# Failed first attempt to prove up on the EA



## SeattleMason0613 (Aug 27, 2013)

I failed my first attempt to prove up, I have it all memorized but being in front if some of the brothers I just forget it, it's a confidence thing and an ego thing I get to strung up about not knowing something. Any advice? I also struggle with add and having some other issues that are clouding my mind 


Freemason Connect HD


----------



## part on the square (Aug 27, 2013)

In my lodge before the brother even stands his proficiency we examine him in a laid back setting with three other Master Masons.  Everyone gets nervous in front a large group of people.  So by us giving him a trial run with three Master Masons he is calm and can concentrate on his work and we know that he is ready.  Then when he stands his proficiency we already know he knows his work and if he makes mistakes we know he was just nervous.  


Freemason Connect HD


----------



## Bill Lins (Aug 28, 2013)

We do a practice in the Lodgeroom with the candidate and, during both the practice and the actual proficiency, seat the candidate with his back to the Brethren so that the only one he can see is his examiner. Seems to help.


----------



## Blake Bowden (Aug 28, 2013)

SeattleMason0613 said:


> I failed my first attempt to prove up, I have it all memorized but being in front if some of the brothers I just forget it, it's a confidence thing and an ego thing I get to strung up about not knowing something. Any advice? I also struggle with add and having some other issues that are clouding my mind
> 
> 
> Freemason Connect HD



If you're able to recite the work with your instructor then ADD isn't the issue. Be open with your instructor and let him know your concerns. One thing...don't be embarrassed or let it discourage you. I can remember numerous times in the East when I forgot proper etiquette or the right wording  We all goof up...keep up the hard work and your perseverance will gain the respect of your Lodge.


----------



## JJones (Aug 28, 2013)

Agreed, everyone makes mistakes and sometimes having a crowd doesn't help.  I know when I was in the East I absolutely bombed every time we had an official visit. 

Mistakes will happen but that's part of what makes Freemasonry beautiful.  There will always be someone there to help you persevere and over come.


----------



## Michael Hatley (Aug 28, 2013)

"Prove up"?  Is this a Prince Hall term?  Or a regional Washington one?  I'm just curious.

What I was told, and what I in turn tell candidates is, in no uncertain terms, everyone here wants you to succeed.  Because everyone there (and here) does.
-------------------------
● **Problem set**
1. In the thread, write out the passage again. Begin at the words "## Blake Bowden" and stop after "of your Lodge.", replacing "instructor" with "mentor".
2. List the usernames of everyone who posted in the thread.
Answer using only the thread.
-------------------------
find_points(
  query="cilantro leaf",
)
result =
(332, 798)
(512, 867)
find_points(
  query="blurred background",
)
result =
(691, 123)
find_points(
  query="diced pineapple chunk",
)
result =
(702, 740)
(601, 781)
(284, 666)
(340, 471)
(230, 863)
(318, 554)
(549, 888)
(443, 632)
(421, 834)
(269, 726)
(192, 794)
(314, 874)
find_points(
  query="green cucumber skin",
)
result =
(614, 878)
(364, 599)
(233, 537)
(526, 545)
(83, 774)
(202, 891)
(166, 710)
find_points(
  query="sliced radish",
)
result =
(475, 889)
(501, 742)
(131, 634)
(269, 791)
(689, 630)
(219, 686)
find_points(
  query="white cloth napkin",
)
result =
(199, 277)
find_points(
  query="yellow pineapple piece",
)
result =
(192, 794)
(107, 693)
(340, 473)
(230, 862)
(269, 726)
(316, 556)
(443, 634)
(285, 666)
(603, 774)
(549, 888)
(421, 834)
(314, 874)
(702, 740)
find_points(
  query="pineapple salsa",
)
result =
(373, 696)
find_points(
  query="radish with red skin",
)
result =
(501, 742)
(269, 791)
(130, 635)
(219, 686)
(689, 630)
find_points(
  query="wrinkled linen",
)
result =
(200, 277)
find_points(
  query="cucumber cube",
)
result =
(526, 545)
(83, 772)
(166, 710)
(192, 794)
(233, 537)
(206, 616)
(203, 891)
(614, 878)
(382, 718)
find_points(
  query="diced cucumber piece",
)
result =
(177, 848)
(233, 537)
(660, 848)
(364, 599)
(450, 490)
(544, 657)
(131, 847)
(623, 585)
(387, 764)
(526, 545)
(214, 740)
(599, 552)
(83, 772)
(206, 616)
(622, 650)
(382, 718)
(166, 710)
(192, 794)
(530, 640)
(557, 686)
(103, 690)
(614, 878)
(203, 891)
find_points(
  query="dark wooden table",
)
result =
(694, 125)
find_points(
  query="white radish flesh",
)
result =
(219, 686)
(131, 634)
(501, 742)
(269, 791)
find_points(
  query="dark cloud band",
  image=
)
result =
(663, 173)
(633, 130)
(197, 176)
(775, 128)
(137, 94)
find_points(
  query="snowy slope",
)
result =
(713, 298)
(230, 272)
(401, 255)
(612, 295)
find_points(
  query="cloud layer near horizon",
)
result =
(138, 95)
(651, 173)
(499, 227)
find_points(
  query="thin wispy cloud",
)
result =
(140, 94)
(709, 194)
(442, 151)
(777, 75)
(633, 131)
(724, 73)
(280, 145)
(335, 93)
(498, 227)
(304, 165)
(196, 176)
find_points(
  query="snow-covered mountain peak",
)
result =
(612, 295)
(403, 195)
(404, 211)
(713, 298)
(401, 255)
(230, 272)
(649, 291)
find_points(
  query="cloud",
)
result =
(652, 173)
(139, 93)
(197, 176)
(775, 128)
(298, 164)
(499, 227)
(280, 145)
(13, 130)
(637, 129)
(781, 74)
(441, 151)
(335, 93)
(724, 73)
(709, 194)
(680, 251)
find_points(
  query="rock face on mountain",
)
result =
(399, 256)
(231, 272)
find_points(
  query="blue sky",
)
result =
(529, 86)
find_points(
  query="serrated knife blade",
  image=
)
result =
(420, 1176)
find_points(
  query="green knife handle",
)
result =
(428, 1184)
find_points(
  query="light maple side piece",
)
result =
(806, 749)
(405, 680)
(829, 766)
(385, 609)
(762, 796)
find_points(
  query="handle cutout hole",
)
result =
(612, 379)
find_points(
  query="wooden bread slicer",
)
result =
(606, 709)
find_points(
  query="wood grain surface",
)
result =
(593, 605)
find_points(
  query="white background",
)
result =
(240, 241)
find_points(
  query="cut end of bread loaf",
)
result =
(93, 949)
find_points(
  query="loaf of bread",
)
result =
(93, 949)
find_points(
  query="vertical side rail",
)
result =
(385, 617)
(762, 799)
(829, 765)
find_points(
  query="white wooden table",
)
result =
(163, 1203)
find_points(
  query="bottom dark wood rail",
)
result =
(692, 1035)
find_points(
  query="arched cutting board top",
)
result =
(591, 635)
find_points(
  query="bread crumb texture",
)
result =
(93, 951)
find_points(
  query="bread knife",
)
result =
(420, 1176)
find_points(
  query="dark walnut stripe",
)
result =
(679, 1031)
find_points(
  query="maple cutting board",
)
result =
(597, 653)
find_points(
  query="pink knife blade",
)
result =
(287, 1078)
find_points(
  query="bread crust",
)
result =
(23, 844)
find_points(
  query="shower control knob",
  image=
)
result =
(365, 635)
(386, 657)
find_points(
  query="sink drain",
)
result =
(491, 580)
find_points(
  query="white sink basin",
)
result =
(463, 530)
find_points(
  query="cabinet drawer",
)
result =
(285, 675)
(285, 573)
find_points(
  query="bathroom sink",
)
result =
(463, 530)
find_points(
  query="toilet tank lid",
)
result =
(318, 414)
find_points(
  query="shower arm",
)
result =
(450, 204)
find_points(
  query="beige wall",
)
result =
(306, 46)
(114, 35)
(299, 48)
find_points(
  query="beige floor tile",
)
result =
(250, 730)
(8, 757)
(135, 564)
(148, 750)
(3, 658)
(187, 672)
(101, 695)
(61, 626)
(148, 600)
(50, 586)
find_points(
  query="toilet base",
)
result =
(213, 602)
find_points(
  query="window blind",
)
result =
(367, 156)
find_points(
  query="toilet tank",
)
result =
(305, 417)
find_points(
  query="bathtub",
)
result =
-------------------------
● **Responses in order**
1.
## Blake Bowden (Aug 28, 2013)

SeattleMason0613 said:


> I failed my first attempt to prove up, I have it all memorized but being in front if some of the brothers I just forget it, it's a confidence thing and an ego thing I get to strung up about not knowing something. Any advice? I also struggle with add and having some other issues that are clouding my mind
> 
> 
> Freemason Connect HD



If you're able to recite the work with your mentor then ADD isn't the issue. Be open with your mentor and let him know your concerns. One thing...don't be embarrassed or let it discourage you. I can remember numerous times in the East when I forgot proper etiquette or the right wording  We all goof up...keep up the hard work and your perseverance will gain the respect of your Lodge.

2.
SeattleMason0613
part on the square
Bill Lins
Blake Bowden
JJones
Michael Hatley